Stored data
════════
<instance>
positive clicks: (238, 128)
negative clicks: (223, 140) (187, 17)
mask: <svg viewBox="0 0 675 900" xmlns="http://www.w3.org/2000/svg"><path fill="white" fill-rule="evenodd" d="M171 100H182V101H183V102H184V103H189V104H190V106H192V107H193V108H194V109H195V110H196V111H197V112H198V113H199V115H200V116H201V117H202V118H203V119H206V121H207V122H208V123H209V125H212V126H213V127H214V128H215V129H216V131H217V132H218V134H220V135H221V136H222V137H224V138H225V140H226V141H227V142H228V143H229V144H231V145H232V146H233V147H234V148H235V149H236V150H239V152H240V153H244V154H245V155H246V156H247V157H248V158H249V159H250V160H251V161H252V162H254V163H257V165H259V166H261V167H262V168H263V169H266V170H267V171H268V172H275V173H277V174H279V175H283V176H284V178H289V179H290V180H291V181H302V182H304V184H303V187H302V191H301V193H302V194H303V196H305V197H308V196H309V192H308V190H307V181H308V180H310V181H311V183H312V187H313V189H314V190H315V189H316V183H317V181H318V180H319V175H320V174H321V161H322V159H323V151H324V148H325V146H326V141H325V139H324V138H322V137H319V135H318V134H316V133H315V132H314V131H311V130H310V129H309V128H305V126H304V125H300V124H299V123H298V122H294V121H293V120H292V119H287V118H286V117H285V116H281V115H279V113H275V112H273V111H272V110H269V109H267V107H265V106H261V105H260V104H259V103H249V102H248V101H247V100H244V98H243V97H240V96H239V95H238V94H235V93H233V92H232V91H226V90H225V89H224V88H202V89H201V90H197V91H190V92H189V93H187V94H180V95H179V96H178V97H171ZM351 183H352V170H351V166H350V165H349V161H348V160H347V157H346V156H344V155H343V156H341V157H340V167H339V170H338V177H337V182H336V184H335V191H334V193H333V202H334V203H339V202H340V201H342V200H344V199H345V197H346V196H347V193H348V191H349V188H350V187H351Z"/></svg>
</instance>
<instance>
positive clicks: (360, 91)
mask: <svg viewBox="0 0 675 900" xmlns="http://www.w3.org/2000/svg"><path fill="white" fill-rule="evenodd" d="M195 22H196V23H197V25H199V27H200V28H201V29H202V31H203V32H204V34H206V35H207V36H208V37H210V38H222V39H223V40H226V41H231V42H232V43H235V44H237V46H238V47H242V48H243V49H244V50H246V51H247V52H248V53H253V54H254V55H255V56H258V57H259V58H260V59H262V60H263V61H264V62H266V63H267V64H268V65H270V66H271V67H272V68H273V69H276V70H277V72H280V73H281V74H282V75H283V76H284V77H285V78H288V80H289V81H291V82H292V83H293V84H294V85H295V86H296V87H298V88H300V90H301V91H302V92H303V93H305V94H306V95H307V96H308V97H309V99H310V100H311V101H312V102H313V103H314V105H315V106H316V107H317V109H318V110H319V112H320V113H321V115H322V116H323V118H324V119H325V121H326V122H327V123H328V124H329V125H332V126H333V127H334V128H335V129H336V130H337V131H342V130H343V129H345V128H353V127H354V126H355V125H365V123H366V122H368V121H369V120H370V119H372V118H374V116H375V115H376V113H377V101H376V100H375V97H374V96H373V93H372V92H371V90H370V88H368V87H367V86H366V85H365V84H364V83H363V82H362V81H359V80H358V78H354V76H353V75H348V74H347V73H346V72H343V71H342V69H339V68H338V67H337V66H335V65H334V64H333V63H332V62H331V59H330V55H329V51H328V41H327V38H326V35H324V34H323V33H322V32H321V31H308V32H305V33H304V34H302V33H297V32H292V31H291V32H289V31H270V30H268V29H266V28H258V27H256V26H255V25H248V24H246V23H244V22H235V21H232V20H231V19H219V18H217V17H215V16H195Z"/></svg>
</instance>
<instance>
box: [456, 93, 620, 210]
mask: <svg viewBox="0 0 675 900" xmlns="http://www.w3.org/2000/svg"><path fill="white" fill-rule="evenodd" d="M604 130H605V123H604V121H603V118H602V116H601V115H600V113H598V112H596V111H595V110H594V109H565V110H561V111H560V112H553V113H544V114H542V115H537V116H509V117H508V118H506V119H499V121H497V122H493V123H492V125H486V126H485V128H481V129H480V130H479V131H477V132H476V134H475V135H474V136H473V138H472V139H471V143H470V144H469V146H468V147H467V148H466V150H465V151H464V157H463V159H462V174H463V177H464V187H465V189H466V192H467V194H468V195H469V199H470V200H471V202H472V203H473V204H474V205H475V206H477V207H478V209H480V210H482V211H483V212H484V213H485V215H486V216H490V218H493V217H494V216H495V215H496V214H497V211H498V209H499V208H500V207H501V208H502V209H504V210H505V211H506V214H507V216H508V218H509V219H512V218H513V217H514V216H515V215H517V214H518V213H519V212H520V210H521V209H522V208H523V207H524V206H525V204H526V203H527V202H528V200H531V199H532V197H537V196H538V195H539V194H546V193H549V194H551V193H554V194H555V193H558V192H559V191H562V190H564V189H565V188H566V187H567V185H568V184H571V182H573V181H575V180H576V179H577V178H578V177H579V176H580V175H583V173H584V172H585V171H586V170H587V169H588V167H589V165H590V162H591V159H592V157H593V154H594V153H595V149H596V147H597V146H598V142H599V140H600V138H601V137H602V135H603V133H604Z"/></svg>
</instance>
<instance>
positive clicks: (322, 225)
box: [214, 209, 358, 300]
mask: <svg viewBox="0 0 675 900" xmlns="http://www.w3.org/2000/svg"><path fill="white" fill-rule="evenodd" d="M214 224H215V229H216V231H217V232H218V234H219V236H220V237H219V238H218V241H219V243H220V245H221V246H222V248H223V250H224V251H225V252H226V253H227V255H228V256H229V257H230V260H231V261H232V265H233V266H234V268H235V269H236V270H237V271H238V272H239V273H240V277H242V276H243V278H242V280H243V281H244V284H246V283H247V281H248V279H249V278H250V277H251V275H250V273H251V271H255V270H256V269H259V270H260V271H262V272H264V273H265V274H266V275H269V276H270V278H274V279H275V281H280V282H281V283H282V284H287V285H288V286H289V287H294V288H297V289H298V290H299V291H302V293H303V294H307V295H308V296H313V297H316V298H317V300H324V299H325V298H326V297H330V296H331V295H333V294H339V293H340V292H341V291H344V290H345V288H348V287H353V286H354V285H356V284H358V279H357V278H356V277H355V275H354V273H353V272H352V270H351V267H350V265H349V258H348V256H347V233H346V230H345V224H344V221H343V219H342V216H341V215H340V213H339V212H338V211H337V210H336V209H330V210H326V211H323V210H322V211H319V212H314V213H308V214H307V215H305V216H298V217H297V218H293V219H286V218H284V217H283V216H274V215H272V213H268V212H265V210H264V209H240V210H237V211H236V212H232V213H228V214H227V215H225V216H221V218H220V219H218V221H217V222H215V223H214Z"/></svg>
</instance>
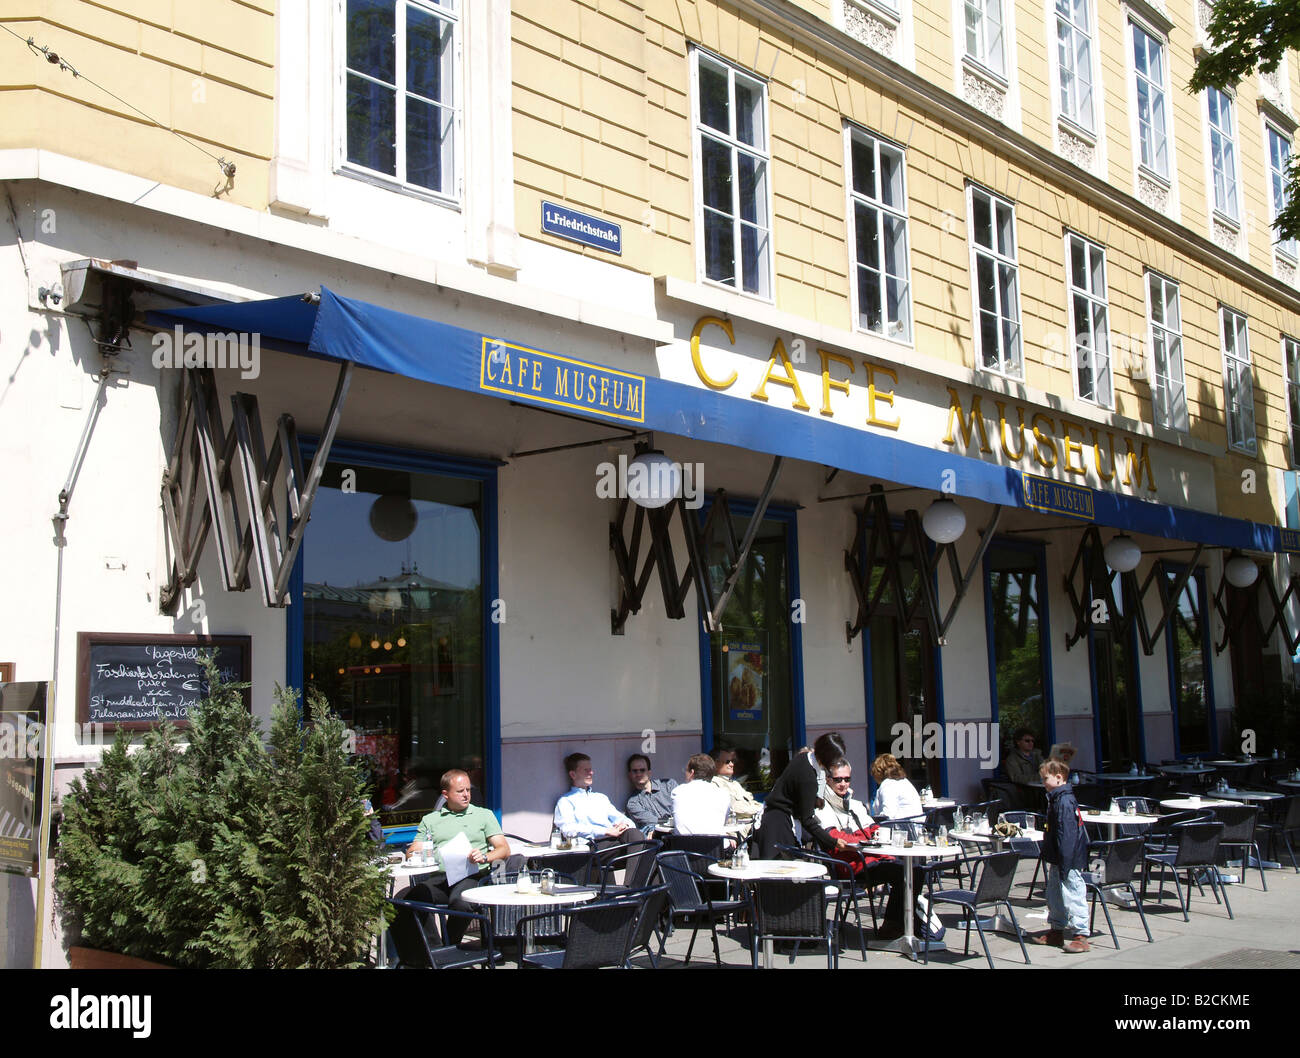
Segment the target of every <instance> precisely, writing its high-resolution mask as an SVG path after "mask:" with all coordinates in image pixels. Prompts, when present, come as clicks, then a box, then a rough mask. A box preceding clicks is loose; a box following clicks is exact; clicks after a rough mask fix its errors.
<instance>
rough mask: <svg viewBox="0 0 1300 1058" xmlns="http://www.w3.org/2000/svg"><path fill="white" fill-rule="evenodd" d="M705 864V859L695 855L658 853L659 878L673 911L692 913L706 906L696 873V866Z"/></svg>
mask: <svg viewBox="0 0 1300 1058" xmlns="http://www.w3.org/2000/svg"><path fill="white" fill-rule="evenodd" d="M707 862H708V858H707V857H702V855H699V854H697V853H659V858H658V863H659V876H660V877H662V879H663V884H664V885H667V886H668V898H669V899H671V901H672V907H673V910H675V911H694V910H697V909H699V907H706V906H707V905H708V899H707V898H706V897H705V894H703V890H702V888H701V884H699V883H701V881H702V879H701V876H699V875H698V873H697V871H695V867H697V866H701V864H706V863H707Z"/></svg>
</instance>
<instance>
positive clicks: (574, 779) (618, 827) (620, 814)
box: [555, 753, 646, 850]
mask: <svg viewBox="0 0 1300 1058" xmlns="http://www.w3.org/2000/svg"><path fill="white" fill-rule="evenodd" d="M564 771H567V772H568V777H569V792H568V793H567V794H564V797H562V798H560V799H559V801H558V802H556V803H555V827H556V828H558V829H559V832H560V833H562V834H564V836H567V837H581V838H586V840H588V841H590V842H593V844H594V845H595V847H597V849H602V850H603V849H608V847H610V846H611V845H634V844H637V842H638V841H645V840H646V837H645V834H642V833H641V831H638V829H637V828H636V824H634V823H633V821H632V820H630V819H628V818H627V816H625V815H623V812H620V811H619V810H617V808H615V807H614V805H612V803H611V802H610V798H607V797H606V795H604V794H602V793H597V792H595V790H593V789H591V782H593V780H594V779H595V772H594V769H593V768H591V758H590V756H588V755H586V754H585V753H571V754H569V755H568V756H565V758H564Z"/></svg>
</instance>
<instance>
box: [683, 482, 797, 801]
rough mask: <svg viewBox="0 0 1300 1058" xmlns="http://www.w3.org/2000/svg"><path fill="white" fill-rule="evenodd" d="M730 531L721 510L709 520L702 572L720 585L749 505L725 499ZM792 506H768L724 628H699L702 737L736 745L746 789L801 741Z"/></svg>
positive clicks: (740, 579)
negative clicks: (700, 682)
mask: <svg viewBox="0 0 1300 1058" xmlns="http://www.w3.org/2000/svg"><path fill="white" fill-rule="evenodd" d="M728 504H729V510H731V515H732V525H733V529H735V533H736V539H731V538H729V533H728V532H727V529H725V520H724V519H723V517H720V516H722V513H723V511H722V510H716V506H715V504H710V508H708V510H707V511H706V512H703V513H705V516H706V519H707V517H708V513H710V512H714V511H715V510H716V515H718V516H715V517H712V520H711V523H710V521H706V524H708V525H710V535H708V554H707V556H706V561H707V564H708V576H710V578H711V580H712V585H714V591H715V593H719V591H722V589H723V585H724V582H725V581H727V576H728V572H729V568H731V561H729V555H732V554H735V552H733V551H732V548H733V547H735V543H736V541H738V539H742V538H744V535H745V533H746V530H748V528H749V521H750V517H751V516H753V508H751V507H749V506H746V504H742V503H737V502H736V500H728ZM796 554H797V541H796V523H794V511H785V510H774V508H771V507H768V510H767V513H766V516H764V517H763V521H762V524H761V526H759V529H758V534H757V535H755V537H754V545H753V547H751V548H750V552H749V556H748V559H746V560H745V565H744V568H742V569H741V573H740V576H738V577H737V580H736V585H735V589H733V591H732V594H731V597H729V598H728V600H727V608H725V611H724V612H723V619H722V630H720V632H714V633H705V632H702V633H701V634H702V637H703V642H702V650H703V654H705V664H706V669H705V673H703V686H705V690H706V694H705V702H703V708H705V717H703V721H705V729H703V741H705V743H706V745H705V749H706V750H707V749H708V747H710V746H711V745H723V746H728V747H733V749H735V750H736V755H737V760H736V779H737V780H738V781H742V782H744V784H745V785H746V786H748V788H749V789H750V790H753V792H755V793H762V792H766V790H770V789H771V786H772V782H774V781H775V780H776V777H777V776H779V775H780V773H781V772H783V771H784V769H785V767H787V764H789V763H790V758H792V755H793V754H794V751H796V750H797V749H798V747H800V746H802V745H803V690H802V689H803V678H802V660H801V636H800V626H801V625H800V624H797V623H796V621H794V620H793V617H794V612H793V610H792V600H793V599H797V598H798V572H797V564H796Z"/></svg>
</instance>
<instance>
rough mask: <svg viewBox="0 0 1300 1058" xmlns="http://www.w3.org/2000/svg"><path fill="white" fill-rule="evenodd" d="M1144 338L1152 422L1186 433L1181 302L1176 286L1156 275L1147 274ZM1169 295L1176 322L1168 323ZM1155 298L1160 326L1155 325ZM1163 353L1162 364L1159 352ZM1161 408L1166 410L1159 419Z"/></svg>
mask: <svg viewBox="0 0 1300 1058" xmlns="http://www.w3.org/2000/svg"><path fill="white" fill-rule="evenodd" d="M1145 278H1147V281H1145V283H1144V286H1145V290H1147V338H1148V344H1149V347H1151V376H1152V381H1151V394H1152V395H1151V407H1152V420H1153V421H1154V424H1156V425H1157V426H1161V428H1164V429H1166V430H1178V432H1179V433H1187V432H1188V430H1190V429H1191V424H1190V422H1188V416H1187V364H1186V360H1184V357H1183V298H1182V290H1180V287H1179V285H1178V283H1177V282H1175V281H1174V279H1170V278H1169V277H1166V276H1161V274H1160V273H1158V272H1152V270H1148V272H1147V277H1145ZM1170 291H1171V292H1173V305H1174V313H1175V315H1177V320H1174V321H1173V325H1170V324H1171V321H1170V318H1169V317H1170V313H1169V304H1170ZM1157 298H1158V299H1160V307H1161V316H1162V317H1164V318H1162V321H1161V322H1157V321H1156V305H1157ZM1161 348H1164V350H1165V356H1164V364H1161V355H1160V350H1161ZM1161 407H1164V408H1165V409H1166V413H1165V415H1161Z"/></svg>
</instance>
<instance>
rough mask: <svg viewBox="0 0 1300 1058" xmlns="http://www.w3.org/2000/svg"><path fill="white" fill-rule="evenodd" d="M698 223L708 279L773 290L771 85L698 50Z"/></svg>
mask: <svg viewBox="0 0 1300 1058" xmlns="http://www.w3.org/2000/svg"><path fill="white" fill-rule="evenodd" d="M694 57H695V105H697V114H695V139H697V151H698V155H699V179H698V183H697V192H695V208H697V211H698V212H697V231H699V233H701V234H702V238H703V274H705V278H706V279H711V281H712V282H718V283H724V285H725V286H729V287H735V289H736V290H742V291H745V292H746V294H757V295H759V296H761V298H771V296H772V276H771V272H772V225H771V220H770V218H768V187H767V172H768V147H767V86H766V84H764V83H763V82H762V81H758V79H757V78H753V77H748V75H746V74H742V73H741V71H740V70H737V69H736V68H735V66H731V65H729V64H727V62H723V61H722V60H719V58H714V57H712V56H707V55H705V53H703V52H701V51H695V53H694Z"/></svg>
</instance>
════════
• DIRECTIONS FOR THIS TASK
Please reproduce, exactly as they appear above, the lines from the line containing "864V859L695 855L658 853L659" up to and including the line containing "positive clicks: (574, 779)".

• EXERCISE ANSWER
rough mask: <svg viewBox="0 0 1300 1058" xmlns="http://www.w3.org/2000/svg"><path fill="white" fill-rule="evenodd" d="M705 864V859L695 855L658 853L659 878L673 911L692 913L706 906L696 873V866Z"/></svg>
mask: <svg viewBox="0 0 1300 1058" xmlns="http://www.w3.org/2000/svg"><path fill="white" fill-rule="evenodd" d="M707 862H708V858H707V857H702V855H699V854H697V853H659V858H658V863H659V876H660V877H662V879H663V884H664V885H667V886H668V898H669V899H671V901H672V907H673V910H675V911H694V910H697V909H699V907H706V906H707V905H708V899H707V898H706V897H705V894H703V890H702V888H701V884H699V883H701V881H702V879H701V876H699V875H698V873H697V871H695V867H697V866H701V864H706V863H707Z"/></svg>
</instance>
<instance>
positive clicks: (574, 779) (618, 827) (620, 814)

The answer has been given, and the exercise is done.